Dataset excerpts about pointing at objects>

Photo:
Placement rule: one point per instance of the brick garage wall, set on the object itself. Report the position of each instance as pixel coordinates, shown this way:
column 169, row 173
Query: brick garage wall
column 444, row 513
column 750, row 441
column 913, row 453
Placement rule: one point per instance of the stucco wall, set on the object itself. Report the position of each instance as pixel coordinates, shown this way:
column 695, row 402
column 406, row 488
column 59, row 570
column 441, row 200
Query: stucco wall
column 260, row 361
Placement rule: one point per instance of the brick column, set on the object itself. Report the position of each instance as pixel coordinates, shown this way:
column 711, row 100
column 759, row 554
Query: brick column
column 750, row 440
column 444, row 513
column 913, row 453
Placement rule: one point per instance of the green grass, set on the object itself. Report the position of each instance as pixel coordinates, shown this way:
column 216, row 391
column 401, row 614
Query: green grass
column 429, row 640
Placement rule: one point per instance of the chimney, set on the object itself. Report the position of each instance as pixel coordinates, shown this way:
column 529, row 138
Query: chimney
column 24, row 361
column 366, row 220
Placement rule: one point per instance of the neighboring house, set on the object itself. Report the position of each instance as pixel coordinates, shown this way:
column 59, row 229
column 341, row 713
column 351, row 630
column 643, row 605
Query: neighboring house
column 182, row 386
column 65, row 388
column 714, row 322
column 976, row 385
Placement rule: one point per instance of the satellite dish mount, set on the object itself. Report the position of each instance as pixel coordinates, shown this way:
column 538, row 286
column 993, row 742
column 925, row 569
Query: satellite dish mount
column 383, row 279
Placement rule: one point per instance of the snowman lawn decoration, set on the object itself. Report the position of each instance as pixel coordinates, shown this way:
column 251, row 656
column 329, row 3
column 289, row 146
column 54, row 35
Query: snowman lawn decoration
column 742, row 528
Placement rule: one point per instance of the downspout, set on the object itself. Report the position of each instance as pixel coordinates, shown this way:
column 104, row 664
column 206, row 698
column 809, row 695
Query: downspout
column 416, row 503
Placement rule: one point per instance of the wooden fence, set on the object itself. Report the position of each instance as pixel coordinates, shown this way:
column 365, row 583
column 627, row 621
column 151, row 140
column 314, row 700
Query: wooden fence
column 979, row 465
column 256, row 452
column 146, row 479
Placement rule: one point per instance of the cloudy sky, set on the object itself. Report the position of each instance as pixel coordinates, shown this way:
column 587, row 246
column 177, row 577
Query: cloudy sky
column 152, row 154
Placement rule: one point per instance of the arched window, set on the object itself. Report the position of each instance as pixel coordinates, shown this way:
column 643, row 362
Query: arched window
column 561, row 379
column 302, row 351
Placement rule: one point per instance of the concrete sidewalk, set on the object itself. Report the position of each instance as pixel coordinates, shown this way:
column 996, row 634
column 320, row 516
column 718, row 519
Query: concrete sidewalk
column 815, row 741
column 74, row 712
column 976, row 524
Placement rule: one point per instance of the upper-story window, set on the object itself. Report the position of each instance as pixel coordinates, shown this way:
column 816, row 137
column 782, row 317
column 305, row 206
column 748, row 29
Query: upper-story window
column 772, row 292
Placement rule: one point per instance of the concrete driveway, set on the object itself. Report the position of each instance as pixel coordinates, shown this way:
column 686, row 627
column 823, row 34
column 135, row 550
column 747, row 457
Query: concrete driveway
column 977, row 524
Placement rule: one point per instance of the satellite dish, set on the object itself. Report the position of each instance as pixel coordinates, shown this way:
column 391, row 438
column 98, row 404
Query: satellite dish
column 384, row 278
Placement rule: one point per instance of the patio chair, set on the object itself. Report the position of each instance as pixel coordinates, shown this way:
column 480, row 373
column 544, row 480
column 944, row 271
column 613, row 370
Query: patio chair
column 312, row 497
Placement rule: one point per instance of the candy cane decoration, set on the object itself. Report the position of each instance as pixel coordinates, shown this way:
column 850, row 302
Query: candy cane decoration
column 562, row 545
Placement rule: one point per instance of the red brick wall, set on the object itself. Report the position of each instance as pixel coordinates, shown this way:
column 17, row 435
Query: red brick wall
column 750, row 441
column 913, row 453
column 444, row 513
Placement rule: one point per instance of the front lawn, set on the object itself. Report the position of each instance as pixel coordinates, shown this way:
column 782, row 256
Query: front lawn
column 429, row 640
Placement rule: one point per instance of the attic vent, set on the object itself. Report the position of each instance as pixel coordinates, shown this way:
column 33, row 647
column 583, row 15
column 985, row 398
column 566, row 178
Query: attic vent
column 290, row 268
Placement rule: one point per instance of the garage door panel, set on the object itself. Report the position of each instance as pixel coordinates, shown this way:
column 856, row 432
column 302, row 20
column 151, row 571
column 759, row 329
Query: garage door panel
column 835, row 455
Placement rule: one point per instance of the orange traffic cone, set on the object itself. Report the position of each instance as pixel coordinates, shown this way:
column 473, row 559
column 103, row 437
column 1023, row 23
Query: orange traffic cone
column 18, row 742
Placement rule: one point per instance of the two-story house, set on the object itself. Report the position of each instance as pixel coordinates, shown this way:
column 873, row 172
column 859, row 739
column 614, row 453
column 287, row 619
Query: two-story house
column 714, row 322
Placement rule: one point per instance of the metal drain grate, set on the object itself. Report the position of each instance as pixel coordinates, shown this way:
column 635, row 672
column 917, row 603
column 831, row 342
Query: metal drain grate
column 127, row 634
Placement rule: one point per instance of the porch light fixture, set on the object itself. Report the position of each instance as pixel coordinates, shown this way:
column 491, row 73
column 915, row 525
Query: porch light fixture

DIRECTION>
Copy every line of the data above without any changes.

REPLY TO THE EXERCISE>
Photo:
Placement rule: one point per instance of the brick garage wall, set on the object itself. Report the position of each instance as pixel coordinates, shown this way:
column 169, row 173
Query: brick garage wall
column 444, row 513
column 750, row 441
column 913, row 453
Placement rule: one point per instance of the stucco wall, set on the object itself. Report the position of each instance as pixel coordinates, shown this way:
column 695, row 402
column 406, row 488
column 59, row 570
column 441, row 200
Query: stucco wall
column 260, row 361
Placement rule: one point per instance of the brick column, set on the object itself. Report the position of each instance as pixel coordinates, shown this way:
column 711, row 100
column 759, row 554
Query: brick column
column 750, row 440
column 444, row 513
column 913, row 453
Placement rule: one point per instance of the green grass, set on the object itself. Report the position of each instance as pixel coordinates, shown this way:
column 216, row 391
column 401, row 614
Query: green grass
column 429, row 640
Placement rule: one point per instance of the chimney, set on the object itself. Report the position of each instance as pixel coordinates, shown this way:
column 529, row 138
Query: chimney
column 24, row 361
column 366, row 220
Placement rule: one point per instance of the neighboring house, set on the object itself. Report the position of each instance as pixel coordinates, shown this way:
column 59, row 229
column 341, row 713
column 351, row 630
column 643, row 605
Query: neighboring house
column 182, row 386
column 65, row 388
column 714, row 322
column 976, row 385
Placement rule: one point per instance of the satellite dish mount, set on the object itself. Report the position of each instance as pixel coordinates, shown this way:
column 538, row 286
column 993, row 742
column 925, row 569
Query: satellite dish mount
column 383, row 279
Placement rule: one point per instance of the snowman lawn decoration, set on the object itself. Report the position of each instance as pixel coordinates, shown this way:
column 251, row 656
column 329, row 3
column 289, row 146
column 54, row 35
Query: snowman lawn decoration
column 742, row 528
Placement rule: one point per instance of the downspout, set on the object itself. Report the position of each instance as pixel coordinates, shown this way:
column 104, row 664
column 206, row 698
column 809, row 695
Query: downspout
column 416, row 503
Placement rule: one point per instance of the wooden fence, set on the object itself. Report the position of each instance as pixel coordinates, shown this way:
column 365, row 583
column 627, row 621
column 151, row 140
column 314, row 700
Query: wooden fence
column 979, row 465
column 256, row 452
column 146, row 479
Placement rule: one point per instance of the cloudy sky, set on the object itself. Report the position of each instance as pixel coordinates, shown this way:
column 587, row 246
column 177, row 577
Query: cloudy sky
column 152, row 154
Placement rule: one point per instance of the arched window, set on the object itself. Report the position of each instance as pixel coordinates, shown this way:
column 643, row 362
Query: arched window
column 561, row 379
column 302, row 351
Placement rule: one point per instance of the concrete sidewalk, set on the object itself. Report the position of each instance as pixel coordinates, shown this way:
column 996, row 634
column 320, row 516
column 718, row 519
Query: concrete sidewalk
column 815, row 741
column 74, row 712
column 976, row 524
Placement rule: one point per instance of the upper-story window, set on the object itself. Report the position of each instance as pixel coordinates, shown this way:
column 816, row 137
column 782, row 317
column 305, row 206
column 748, row 29
Query: upper-story window
column 772, row 292
Placement rule: one point per instance of the concrete driveway, set on the object itself. Report the position of each instance as pixel coordinates, shown this way:
column 686, row 627
column 823, row 34
column 135, row 550
column 747, row 457
Query: concrete driveway
column 977, row 524
Placement rule: one point per instance of the satellite dish, set on the object itself. Report the position of each instance as pixel coordinates, shown this way:
column 391, row 438
column 98, row 404
Query: satellite dish
column 384, row 278
Placement rule: one point per instance of the patio chair, set on the object itself. Report the position of each instance as pixel coordinates, shown this way:
column 480, row 373
column 544, row 480
column 944, row 271
column 613, row 370
Query: patio chair
column 312, row 497
Placement rule: one point per instance of the candy cane decoration, set on the object itself. Report the position of each instance as pixel coordinates, shown this way:
column 850, row 302
Query: candy cane decoration
column 562, row 545
Placement rule: one point per instance of the red brick wall, set on the object itself. Report the position of each instance as pixel coordinates, shown this way:
column 17, row 435
Query: red brick wall
column 750, row 441
column 913, row 453
column 444, row 513
Placement rule: one point per instance of the front lawn, set on the object itself. Report the position of each instance as pixel coordinates, shown this way:
column 782, row 256
Query: front lawn
column 429, row 640
Placement rule: one point per instance of the attic vent, set on the object itself. Report the position of each instance as pixel coordinates, shown this way:
column 33, row 647
column 583, row 15
column 985, row 398
column 566, row 178
Query: attic vent
column 290, row 268
Placement rule: one point per instance of the garage door panel, set on the object itself. Report the position of each instance as pixel coordinates, shown this way:
column 856, row 432
column 302, row 20
column 151, row 571
column 759, row 329
Query: garage door panel
column 835, row 455
Placement rule: one point per instance of the orange traffic cone, set on the object itself. Report the position of each instance as pixel coordinates, shown this way:
column 473, row 559
column 103, row 437
column 1023, row 23
Query: orange traffic cone
column 18, row 742
Placement rule: one point per instance of the two-story house, set on the object itself. Report the position of each instance as pixel coordinates, shown this way:
column 873, row 172
column 859, row 739
column 614, row 453
column 287, row 619
Query: two-story house
column 714, row 322
Placement rule: one point per instance of the metal drain grate, set on the object itself. Report the position of each instance as pixel coordinates, shown this way:
column 635, row 672
column 917, row 603
column 831, row 342
Query: metal drain grate
column 127, row 634
Placement rule: one point per instance of the porch light fixture, set on the object itself. Report the position of each instance as pixel coordinates, shown this way:
column 491, row 73
column 915, row 525
Query: porch light fixture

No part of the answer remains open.